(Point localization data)
%%

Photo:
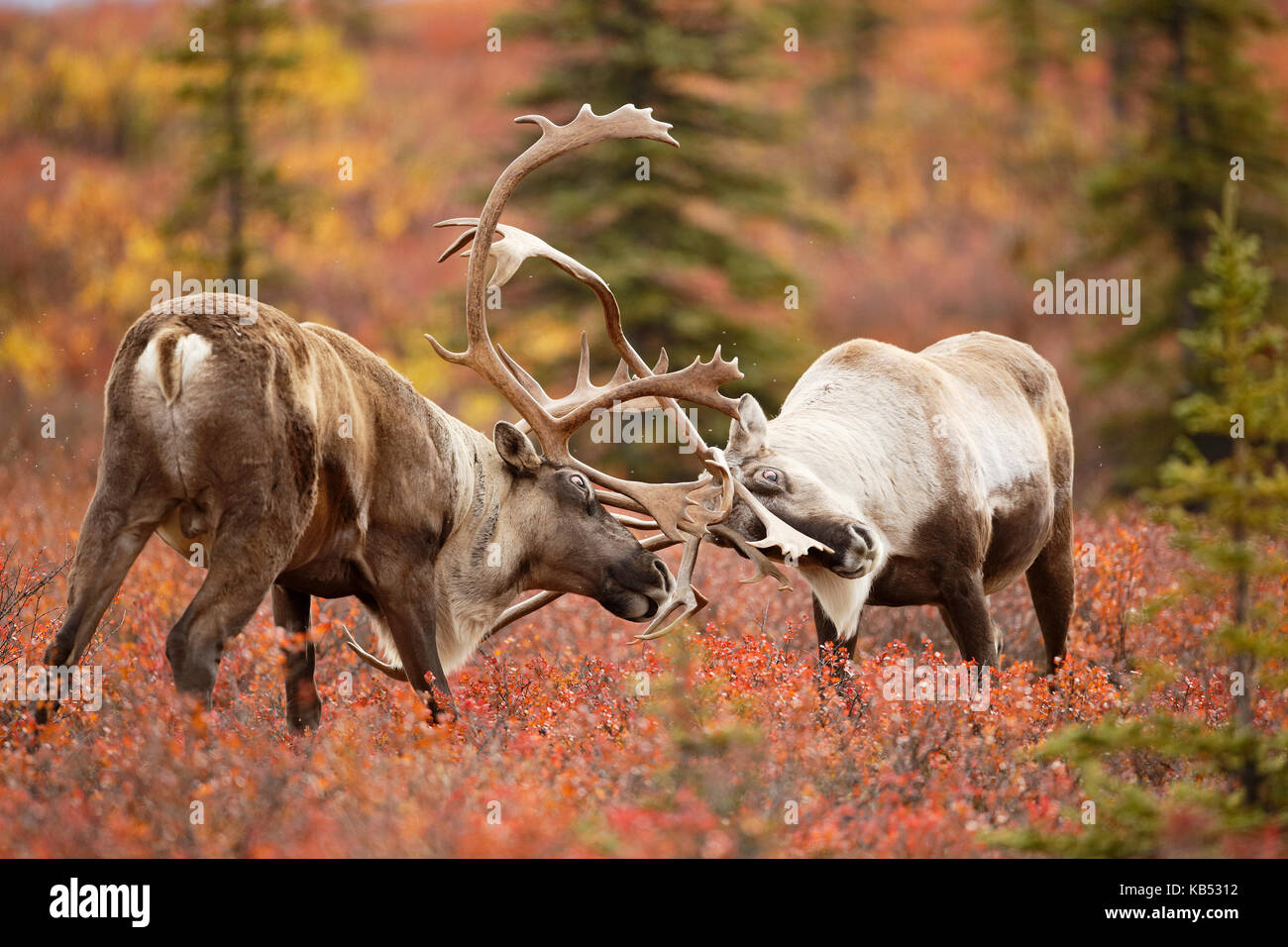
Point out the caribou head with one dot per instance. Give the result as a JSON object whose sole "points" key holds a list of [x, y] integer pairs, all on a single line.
{"points": [[791, 488]]}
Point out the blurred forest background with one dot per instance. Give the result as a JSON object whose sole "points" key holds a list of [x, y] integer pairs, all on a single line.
{"points": [[807, 137]]}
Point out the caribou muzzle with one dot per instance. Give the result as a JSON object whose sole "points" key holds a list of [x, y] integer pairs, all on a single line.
{"points": [[636, 586]]}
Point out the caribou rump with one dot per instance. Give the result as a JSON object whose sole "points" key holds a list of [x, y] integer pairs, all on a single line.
{"points": [[932, 478]]}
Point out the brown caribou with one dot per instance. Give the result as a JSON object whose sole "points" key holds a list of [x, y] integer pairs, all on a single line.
{"points": [[936, 476], [288, 458]]}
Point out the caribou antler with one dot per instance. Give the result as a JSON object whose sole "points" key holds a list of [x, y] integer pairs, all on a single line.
{"points": [[682, 512]]}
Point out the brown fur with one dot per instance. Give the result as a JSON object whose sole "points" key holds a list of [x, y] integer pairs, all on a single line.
{"points": [[949, 471], [294, 459]]}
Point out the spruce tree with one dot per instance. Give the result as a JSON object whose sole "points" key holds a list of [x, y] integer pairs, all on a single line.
{"points": [[1232, 514], [674, 245], [1193, 115]]}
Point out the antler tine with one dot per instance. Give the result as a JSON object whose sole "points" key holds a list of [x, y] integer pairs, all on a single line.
{"points": [[584, 388], [588, 128]]}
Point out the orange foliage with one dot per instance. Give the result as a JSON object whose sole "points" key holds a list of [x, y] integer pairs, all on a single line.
{"points": [[733, 750]]}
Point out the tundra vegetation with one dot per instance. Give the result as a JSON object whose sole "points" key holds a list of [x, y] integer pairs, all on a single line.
{"points": [[805, 178]]}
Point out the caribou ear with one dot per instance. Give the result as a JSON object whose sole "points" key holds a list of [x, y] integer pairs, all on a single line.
{"points": [[515, 449], [747, 434]]}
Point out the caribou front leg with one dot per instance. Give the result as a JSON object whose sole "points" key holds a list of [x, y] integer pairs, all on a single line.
{"points": [[412, 626]]}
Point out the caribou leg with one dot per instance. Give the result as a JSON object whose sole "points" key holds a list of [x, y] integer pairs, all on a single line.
{"points": [[1051, 583], [964, 608], [412, 626], [249, 552], [832, 652], [303, 703]]}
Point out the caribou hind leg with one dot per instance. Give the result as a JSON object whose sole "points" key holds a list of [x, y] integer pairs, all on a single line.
{"points": [[249, 552], [1051, 583], [111, 539], [291, 612], [964, 607], [411, 622]]}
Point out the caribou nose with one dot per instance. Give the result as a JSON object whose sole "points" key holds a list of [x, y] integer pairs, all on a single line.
{"points": [[861, 535], [668, 582]]}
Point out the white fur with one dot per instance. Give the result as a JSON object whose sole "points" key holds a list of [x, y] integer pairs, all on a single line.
{"points": [[189, 354]]}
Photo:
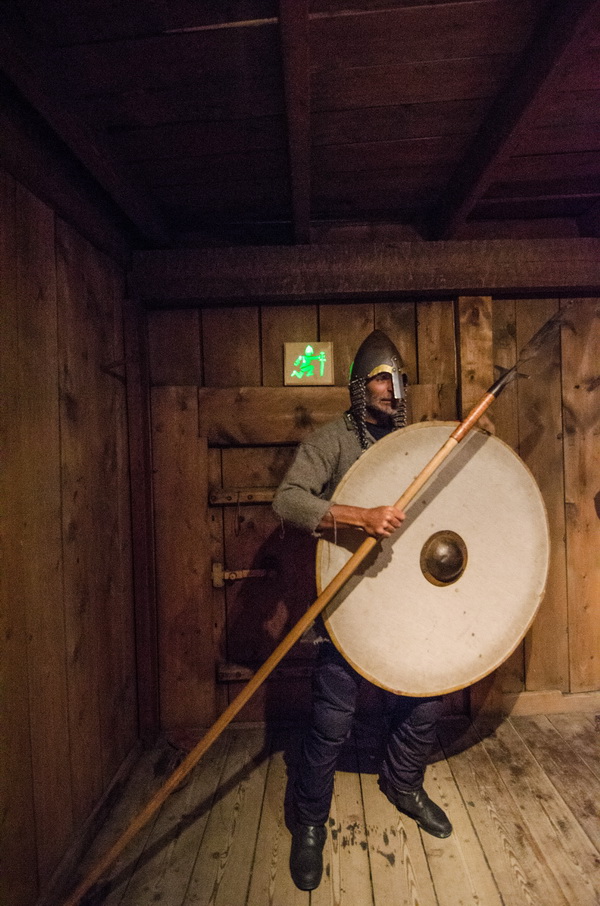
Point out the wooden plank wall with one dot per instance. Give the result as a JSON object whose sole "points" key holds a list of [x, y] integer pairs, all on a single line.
{"points": [[548, 419], [68, 709]]}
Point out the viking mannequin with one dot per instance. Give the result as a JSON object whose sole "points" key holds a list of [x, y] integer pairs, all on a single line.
{"points": [[378, 407]]}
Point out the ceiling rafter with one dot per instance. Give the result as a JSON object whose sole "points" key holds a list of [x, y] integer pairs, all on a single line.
{"points": [[293, 24], [25, 65], [554, 45]]}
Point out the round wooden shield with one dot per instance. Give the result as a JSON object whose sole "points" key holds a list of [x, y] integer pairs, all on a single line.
{"points": [[445, 600]]}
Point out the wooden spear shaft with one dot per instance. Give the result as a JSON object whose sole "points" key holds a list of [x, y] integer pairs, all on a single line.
{"points": [[300, 627]]}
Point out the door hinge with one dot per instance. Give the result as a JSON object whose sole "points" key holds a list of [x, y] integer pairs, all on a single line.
{"points": [[220, 575]]}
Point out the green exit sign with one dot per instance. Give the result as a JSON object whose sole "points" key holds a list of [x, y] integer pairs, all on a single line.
{"points": [[308, 363]]}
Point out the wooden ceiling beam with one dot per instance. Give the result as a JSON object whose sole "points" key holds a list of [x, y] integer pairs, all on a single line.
{"points": [[384, 270], [25, 66], [556, 44], [293, 26]]}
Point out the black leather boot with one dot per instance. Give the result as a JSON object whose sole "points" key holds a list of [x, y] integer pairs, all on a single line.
{"points": [[417, 804], [306, 856]]}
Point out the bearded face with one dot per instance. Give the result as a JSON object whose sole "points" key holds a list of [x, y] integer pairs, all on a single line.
{"points": [[381, 404]]}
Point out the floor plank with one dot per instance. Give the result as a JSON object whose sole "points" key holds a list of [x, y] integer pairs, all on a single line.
{"points": [[570, 857], [522, 797], [569, 774]]}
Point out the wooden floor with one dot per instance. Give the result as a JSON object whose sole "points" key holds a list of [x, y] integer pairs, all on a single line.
{"points": [[524, 800]]}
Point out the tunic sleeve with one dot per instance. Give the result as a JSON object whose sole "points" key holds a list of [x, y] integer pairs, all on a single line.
{"points": [[303, 496]]}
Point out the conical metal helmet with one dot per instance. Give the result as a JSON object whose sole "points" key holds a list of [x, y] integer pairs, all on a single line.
{"points": [[375, 355]]}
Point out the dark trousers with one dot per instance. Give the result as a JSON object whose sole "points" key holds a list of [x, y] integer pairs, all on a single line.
{"points": [[411, 736]]}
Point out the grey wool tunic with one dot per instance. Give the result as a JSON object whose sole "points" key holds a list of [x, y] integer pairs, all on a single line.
{"points": [[321, 462]]}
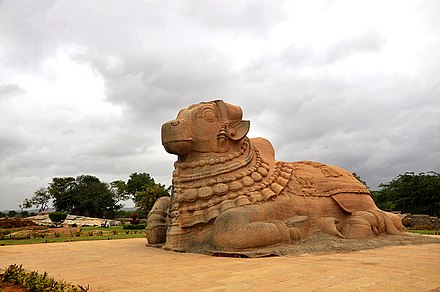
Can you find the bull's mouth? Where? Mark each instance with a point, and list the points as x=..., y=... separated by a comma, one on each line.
x=176, y=138
x=179, y=147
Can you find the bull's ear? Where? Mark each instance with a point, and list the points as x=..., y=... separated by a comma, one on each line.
x=237, y=130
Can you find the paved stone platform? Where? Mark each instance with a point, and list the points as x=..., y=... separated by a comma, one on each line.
x=128, y=265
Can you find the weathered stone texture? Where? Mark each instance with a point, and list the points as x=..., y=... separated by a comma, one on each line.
x=230, y=194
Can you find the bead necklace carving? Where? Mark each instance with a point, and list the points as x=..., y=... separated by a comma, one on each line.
x=221, y=170
x=214, y=160
x=202, y=201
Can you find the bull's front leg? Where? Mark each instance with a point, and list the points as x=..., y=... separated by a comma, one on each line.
x=257, y=226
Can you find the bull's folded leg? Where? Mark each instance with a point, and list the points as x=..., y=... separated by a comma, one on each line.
x=233, y=230
x=367, y=224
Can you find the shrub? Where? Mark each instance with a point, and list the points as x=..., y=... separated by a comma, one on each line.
x=134, y=220
x=137, y=226
x=15, y=222
x=37, y=282
x=57, y=217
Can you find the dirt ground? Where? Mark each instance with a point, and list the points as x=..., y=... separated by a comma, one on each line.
x=128, y=265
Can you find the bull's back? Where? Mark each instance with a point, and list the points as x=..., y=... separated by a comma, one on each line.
x=328, y=190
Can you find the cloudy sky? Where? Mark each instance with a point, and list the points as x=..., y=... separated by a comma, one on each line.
x=86, y=85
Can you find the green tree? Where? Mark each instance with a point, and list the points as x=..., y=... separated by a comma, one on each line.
x=145, y=191
x=418, y=194
x=145, y=199
x=62, y=189
x=86, y=195
x=119, y=190
x=40, y=199
x=12, y=213
x=57, y=217
x=138, y=182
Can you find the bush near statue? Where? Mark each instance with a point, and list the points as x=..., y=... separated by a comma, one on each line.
x=230, y=194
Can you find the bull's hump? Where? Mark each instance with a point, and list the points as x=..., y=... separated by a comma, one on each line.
x=317, y=179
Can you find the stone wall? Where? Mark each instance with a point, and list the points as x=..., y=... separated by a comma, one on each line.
x=421, y=221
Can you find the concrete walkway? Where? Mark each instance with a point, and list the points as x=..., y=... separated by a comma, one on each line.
x=128, y=265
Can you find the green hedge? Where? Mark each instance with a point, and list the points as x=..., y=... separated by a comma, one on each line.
x=37, y=282
x=134, y=226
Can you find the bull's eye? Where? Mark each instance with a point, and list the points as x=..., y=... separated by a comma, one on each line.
x=209, y=115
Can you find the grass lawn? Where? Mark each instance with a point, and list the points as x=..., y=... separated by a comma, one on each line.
x=15, y=236
x=427, y=232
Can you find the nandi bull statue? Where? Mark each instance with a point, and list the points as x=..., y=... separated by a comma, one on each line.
x=230, y=194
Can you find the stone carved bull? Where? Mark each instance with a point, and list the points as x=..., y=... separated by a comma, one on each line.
x=230, y=194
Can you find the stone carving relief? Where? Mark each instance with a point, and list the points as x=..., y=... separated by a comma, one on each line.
x=230, y=194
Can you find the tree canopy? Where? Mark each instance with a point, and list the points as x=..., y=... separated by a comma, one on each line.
x=84, y=195
x=145, y=191
x=411, y=193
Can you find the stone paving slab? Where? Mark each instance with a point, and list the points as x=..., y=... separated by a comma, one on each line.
x=128, y=265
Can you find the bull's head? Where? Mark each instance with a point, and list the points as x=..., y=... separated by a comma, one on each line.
x=207, y=127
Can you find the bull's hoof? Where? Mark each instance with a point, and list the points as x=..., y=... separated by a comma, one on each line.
x=358, y=229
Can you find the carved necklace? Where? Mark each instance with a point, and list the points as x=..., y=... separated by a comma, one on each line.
x=202, y=201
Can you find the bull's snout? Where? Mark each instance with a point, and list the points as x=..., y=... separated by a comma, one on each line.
x=176, y=137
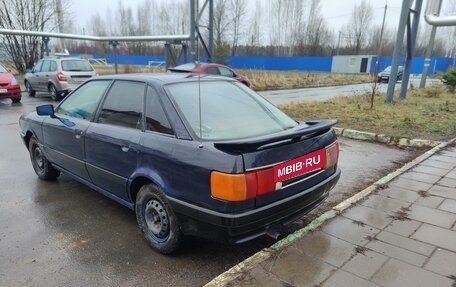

%%

■ EXERCISE ■
Set down only the lines running from the line with "Can you find the bull's hoof?" to the end of the entries, inclusive; omit every picture.

■ TASK SOLUTION ■
Can you find the bull's hoof? Where? Mark each instance with a point, and list the points as x=..., y=... separated by a comma, one on each line.
x=358, y=229
Can you find the carved necklace? Where? Mark each instance with a point, and list the points as x=..., y=... separated by a comma, one on each line.
x=202, y=201
Can you find the bull's snout? Where? Mark each instance with a point, and list the points as x=..., y=... separated by a comma, one on each line.
x=176, y=137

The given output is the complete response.